Write out again every line from the one that contains "Where can you find the green filter" through the one that contains "point(40, 96)", both included, and leave out the pictures. Multiply each coordinate in the marked answer points by 2.4 and round to a whole number, with halves rounded up, leaving all other numbers and wording unchanged.

> Materials provided:
** BEGIN **
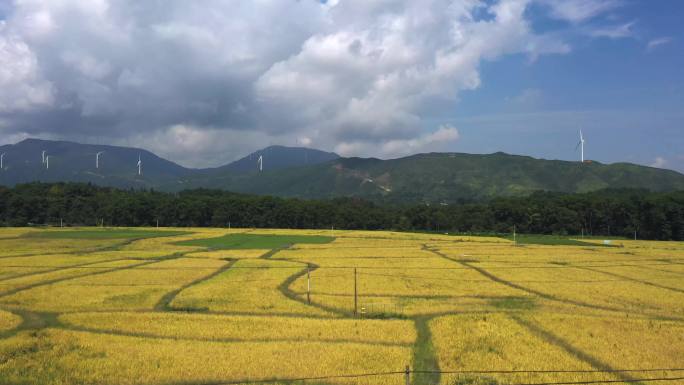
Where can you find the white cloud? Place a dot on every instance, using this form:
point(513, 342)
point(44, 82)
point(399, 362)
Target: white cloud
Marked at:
point(659, 162)
point(22, 85)
point(440, 140)
point(612, 32)
point(577, 11)
point(200, 81)
point(658, 42)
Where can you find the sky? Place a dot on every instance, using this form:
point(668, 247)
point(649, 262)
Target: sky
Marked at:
point(204, 83)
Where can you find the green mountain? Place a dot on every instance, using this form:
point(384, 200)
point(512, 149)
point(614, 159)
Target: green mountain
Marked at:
point(446, 178)
point(307, 173)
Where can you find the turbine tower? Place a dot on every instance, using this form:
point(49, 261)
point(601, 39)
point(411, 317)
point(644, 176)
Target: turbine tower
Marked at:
point(97, 159)
point(580, 145)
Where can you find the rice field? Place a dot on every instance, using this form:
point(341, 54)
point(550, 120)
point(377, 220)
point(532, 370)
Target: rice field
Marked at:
point(212, 306)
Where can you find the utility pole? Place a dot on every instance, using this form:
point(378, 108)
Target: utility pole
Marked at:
point(356, 302)
point(515, 242)
point(308, 284)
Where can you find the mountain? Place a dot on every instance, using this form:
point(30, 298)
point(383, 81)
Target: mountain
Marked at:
point(309, 173)
point(448, 177)
point(69, 161)
point(278, 157)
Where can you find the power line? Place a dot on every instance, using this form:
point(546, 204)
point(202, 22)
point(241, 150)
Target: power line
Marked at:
point(547, 371)
point(632, 380)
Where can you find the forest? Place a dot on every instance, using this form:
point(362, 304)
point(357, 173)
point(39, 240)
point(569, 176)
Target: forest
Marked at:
point(615, 213)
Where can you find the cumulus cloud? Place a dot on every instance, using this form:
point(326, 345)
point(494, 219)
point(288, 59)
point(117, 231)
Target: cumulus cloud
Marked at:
point(23, 87)
point(612, 32)
point(577, 11)
point(657, 42)
point(205, 82)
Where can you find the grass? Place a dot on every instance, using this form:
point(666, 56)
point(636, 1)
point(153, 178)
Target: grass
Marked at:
point(256, 241)
point(550, 240)
point(219, 305)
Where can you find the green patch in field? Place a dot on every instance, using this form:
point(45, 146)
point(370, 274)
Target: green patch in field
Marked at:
point(475, 381)
point(103, 234)
point(255, 241)
point(513, 303)
point(551, 240)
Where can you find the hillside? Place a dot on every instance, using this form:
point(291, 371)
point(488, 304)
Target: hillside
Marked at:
point(309, 173)
point(445, 178)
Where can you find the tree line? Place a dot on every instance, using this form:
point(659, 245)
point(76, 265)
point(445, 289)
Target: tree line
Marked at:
point(625, 213)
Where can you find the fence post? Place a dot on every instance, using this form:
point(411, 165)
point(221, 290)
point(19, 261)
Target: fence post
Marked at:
point(308, 284)
point(356, 304)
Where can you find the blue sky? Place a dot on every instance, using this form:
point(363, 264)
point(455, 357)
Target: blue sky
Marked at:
point(204, 84)
point(626, 96)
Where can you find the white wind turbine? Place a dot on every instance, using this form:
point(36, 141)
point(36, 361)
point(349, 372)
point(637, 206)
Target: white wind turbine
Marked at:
point(580, 145)
point(97, 159)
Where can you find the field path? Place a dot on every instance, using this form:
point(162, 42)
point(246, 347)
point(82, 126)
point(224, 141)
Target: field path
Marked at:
point(165, 301)
point(565, 345)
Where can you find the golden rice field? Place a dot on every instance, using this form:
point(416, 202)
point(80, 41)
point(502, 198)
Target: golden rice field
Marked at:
point(138, 306)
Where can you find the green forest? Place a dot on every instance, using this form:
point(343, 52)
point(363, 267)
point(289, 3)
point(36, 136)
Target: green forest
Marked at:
point(614, 213)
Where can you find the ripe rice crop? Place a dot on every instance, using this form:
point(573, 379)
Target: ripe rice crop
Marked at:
point(246, 328)
point(464, 342)
point(8, 320)
point(135, 288)
point(249, 286)
point(56, 356)
point(150, 311)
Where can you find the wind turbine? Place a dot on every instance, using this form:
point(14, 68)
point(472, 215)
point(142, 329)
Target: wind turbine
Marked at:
point(97, 159)
point(580, 145)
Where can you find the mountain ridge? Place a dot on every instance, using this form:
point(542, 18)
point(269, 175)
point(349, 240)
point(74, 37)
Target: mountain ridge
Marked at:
point(309, 173)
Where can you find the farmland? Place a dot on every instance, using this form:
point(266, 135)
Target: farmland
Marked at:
point(211, 306)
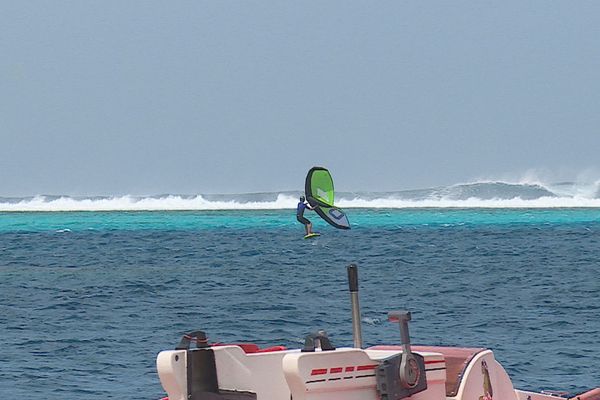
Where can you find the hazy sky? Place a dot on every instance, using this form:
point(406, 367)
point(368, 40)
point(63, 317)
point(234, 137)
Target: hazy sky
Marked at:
point(148, 97)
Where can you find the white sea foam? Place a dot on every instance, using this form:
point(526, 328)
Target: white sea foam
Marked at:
point(481, 194)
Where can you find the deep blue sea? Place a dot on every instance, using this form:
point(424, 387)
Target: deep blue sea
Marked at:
point(88, 299)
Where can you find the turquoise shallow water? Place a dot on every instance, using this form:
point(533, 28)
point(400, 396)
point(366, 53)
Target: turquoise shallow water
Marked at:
point(367, 218)
point(87, 299)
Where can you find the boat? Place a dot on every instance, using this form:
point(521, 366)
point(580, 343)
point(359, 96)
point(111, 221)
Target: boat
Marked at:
point(199, 370)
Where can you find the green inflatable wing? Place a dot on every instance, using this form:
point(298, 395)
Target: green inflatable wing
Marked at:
point(320, 194)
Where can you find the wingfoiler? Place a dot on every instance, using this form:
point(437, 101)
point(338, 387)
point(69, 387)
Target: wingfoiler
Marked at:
point(320, 194)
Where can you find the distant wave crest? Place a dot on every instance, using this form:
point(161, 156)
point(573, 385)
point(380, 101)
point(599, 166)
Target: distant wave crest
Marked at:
point(470, 195)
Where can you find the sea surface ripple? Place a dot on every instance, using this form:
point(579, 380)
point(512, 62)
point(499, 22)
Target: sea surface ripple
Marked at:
point(87, 300)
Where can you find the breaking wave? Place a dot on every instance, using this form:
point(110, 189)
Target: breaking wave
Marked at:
point(470, 195)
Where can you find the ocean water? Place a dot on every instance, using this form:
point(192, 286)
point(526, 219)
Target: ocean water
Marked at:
point(88, 298)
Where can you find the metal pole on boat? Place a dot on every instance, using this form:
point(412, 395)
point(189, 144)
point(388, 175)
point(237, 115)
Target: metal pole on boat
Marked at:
point(353, 284)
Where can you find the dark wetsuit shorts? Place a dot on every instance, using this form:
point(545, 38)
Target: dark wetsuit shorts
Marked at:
point(302, 219)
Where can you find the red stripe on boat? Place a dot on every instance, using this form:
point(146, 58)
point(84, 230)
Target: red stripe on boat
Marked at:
point(320, 371)
point(435, 362)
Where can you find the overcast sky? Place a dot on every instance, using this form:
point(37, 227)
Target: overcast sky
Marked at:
point(149, 97)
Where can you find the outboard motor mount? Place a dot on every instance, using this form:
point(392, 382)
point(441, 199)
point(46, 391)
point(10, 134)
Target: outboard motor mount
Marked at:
point(402, 375)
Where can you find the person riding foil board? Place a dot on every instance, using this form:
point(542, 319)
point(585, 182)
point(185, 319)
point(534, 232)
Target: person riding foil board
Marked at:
point(303, 205)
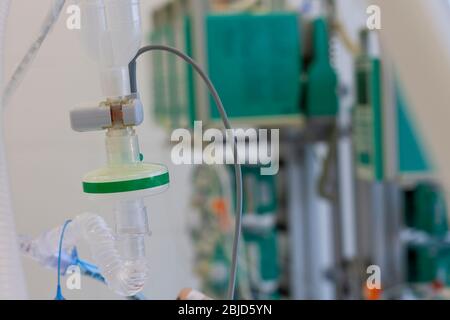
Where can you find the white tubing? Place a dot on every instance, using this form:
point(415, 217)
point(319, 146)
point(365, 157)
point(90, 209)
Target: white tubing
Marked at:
point(27, 60)
point(125, 274)
point(120, 256)
point(12, 281)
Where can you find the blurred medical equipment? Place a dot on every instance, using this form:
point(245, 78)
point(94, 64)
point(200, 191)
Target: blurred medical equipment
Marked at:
point(12, 280)
point(112, 34)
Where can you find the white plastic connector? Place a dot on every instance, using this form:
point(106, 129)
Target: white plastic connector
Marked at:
point(100, 118)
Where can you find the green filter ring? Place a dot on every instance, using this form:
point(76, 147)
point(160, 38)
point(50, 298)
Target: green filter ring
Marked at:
point(125, 179)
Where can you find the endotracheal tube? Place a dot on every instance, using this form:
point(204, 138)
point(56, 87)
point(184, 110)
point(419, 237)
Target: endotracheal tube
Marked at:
point(112, 34)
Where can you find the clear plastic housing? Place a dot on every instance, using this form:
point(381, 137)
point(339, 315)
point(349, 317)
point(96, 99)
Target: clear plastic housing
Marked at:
point(111, 31)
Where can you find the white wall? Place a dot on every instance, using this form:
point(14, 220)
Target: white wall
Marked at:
point(47, 159)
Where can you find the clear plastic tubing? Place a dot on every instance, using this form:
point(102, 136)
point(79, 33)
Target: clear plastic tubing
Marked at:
point(119, 255)
point(112, 33)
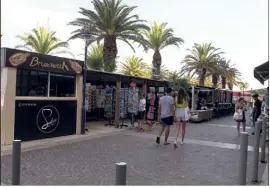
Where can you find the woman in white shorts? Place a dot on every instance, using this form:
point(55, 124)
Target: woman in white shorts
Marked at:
point(181, 114)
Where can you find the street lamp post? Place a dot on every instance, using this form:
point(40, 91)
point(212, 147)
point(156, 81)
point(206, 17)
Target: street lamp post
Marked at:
point(83, 117)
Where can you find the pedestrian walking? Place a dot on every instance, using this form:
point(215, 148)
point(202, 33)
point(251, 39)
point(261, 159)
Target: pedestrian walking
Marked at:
point(181, 114)
point(165, 115)
point(257, 110)
point(239, 115)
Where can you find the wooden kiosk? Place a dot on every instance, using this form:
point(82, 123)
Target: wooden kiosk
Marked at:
point(40, 96)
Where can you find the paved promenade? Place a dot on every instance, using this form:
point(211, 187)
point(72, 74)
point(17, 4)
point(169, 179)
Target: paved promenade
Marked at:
point(210, 156)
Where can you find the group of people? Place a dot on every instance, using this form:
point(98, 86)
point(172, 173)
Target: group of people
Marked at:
point(241, 109)
point(173, 109)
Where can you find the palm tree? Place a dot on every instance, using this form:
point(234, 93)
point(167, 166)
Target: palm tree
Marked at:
point(42, 40)
point(134, 66)
point(109, 21)
point(95, 57)
point(229, 74)
point(233, 77)
point(201, 60)
point(174, 77)
point(157, 38)
point(243, 86)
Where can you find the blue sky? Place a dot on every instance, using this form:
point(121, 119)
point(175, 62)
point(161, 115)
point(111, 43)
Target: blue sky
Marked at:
point(238, 27)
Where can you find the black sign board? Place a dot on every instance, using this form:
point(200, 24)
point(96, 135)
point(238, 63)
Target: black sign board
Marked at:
point(44, 119)
point(30, 60)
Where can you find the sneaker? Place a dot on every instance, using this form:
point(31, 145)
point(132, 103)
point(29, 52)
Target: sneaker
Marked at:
point(158, 140)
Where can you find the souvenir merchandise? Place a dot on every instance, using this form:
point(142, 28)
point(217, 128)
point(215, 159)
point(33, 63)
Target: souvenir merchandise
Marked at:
point(88, 97)
point(133, 100)
point(109, 102)
point(93, 98)
point(151, 98)
point(123, 102)
point(100, 98)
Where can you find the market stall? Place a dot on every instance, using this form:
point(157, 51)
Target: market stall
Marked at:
point(42, 96)
point(261, 73)
point(110, 91)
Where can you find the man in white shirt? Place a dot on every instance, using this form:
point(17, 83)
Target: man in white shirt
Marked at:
point(166, 115)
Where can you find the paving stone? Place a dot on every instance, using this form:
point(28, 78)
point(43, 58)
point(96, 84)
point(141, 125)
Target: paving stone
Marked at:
point(92, 162)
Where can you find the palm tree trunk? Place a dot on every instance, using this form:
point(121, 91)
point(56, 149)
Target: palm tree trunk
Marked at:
point(157, 60)
point(223, 82)
point(202, 77)
point(109, 53)
point(215, 80)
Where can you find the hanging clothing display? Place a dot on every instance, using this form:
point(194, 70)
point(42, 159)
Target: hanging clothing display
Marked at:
point(109, 102)
point(93, 103)
point(100, 98)
point(151, 98)
point(123, 102)
point(88, 97)
point(133, 100)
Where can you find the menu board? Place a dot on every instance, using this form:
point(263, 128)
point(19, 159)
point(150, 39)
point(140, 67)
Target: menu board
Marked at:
point(36, 119)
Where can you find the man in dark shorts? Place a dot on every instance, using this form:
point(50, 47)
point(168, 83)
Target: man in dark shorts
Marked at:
point(166, 115)
point(257, 110)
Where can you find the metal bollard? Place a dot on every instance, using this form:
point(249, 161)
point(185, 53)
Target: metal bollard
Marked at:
point(256, 151)
point(263, 141)
point(16, 162)
point(121, 173)
point(243, 158)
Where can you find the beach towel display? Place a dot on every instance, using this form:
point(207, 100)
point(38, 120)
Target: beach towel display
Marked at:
point(100, 98)
point(93, 102)
point(88, 97)
point(109, 104)
point(123, 105)
point(123, 102)
point(151, 98)
point(133, 100)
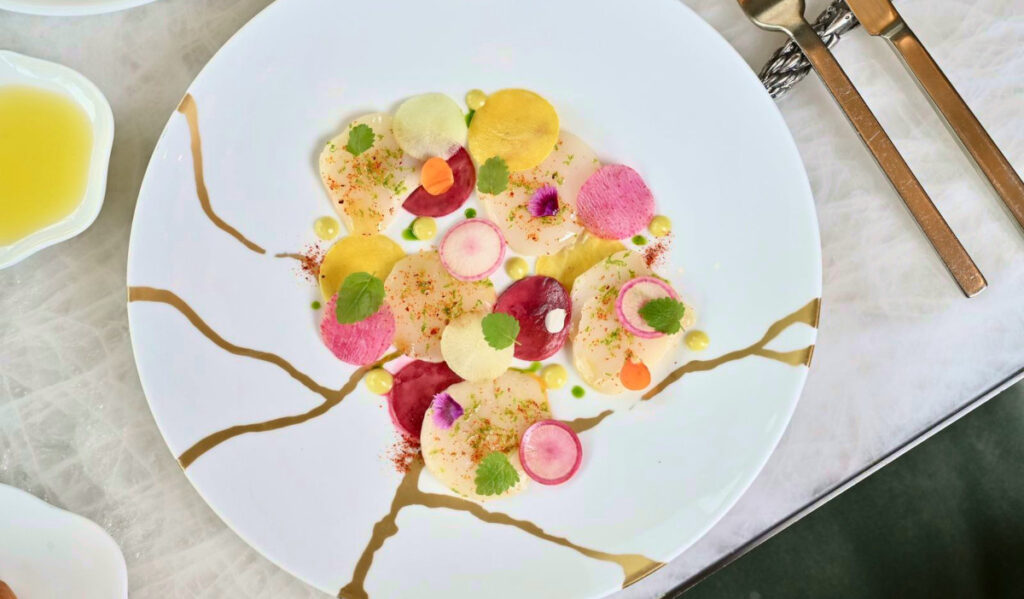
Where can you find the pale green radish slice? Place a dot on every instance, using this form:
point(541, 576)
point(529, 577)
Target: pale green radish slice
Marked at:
point(429, 125)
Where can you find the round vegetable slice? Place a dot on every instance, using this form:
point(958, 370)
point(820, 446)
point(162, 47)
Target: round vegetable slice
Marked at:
point(422, 203)
point(428, 125)
point(550, 452)
point(373, 254)
point(357, 343)
point(633, 296)
point(531, 301)
point(472, 250)
point(413, 389)
point(614, 203)
point(516, 125)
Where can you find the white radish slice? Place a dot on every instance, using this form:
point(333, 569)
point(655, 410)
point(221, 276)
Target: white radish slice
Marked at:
point(633, 296)
point(473, 249)
point(550, 452)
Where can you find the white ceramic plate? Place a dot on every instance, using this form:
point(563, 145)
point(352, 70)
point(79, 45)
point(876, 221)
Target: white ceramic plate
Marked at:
point(648, 84)
point(52, 554)
point(69, 7)
point(20, 70)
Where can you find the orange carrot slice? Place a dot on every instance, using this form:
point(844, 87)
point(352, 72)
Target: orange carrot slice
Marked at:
point(436, 176)
point(634, 375)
** END **
> Completed exercise:
Where can you find the green filter ring? Place a dot on every instance, using this form:
point(76, 147)
point(160, 38)
point(50, 298)
Target: green filter ring
Marked at:
point(300, 430)
Where can you find the endotracheal tube? Place a dot on every instance, using this form:
point(204, 138)
point(56, 87)
point(184, 110)
point(419, 237)
Target: endotracheal tube
Marked at:
point(269, 82)
Where can you find the clear plastic housing? Place a dot on every instance, using this form:
point(381, 137)
point(339, 315)
point(349, 317)
point(96, 99)
Target: clear plastic housing
Marked at:
point(266, 74)
Where can you find the white wall? Place a dot on every instance, using this form:
point(14, 220)
Target: white wall
Marked at:
point(113, 382)
Where can you find the clear plastic tubing? Place a dot on every instance, using this form:
point(102, 136)
point(79, 33)
Target: clear plastic tubing
Marked at:
point(286, 612)
point(269, 79)
Where can you find the woman in white shorts? Place a dot on every instance, using this form:
point(55, 124)
Target: woman in white shorts
Marked at:
point(434, 274)
Where can you find the street lamp post? Place a dot on every instance, using this form:
point(40, 91)
point(212, 147)
point(156, 81)
point(206, 17)
Target: street lamp post
Marked at:
point(199, 281)
Where can you find the pedestrian walking? Place a dot on every instance, using this form:
point(215, 148)
point(202, 33)
point(251, 39)
point(261, 159)
Target: pedestrian walking
Marked at:
point(434, 274)
point(396, 276)
point(617, 264)
point(574, 276)
Where can you find the wooden kiosk? Place a dot on every instance, using this form:
point(82, 123)
Target: wooden kiosk
Marked at:
point(96, 230)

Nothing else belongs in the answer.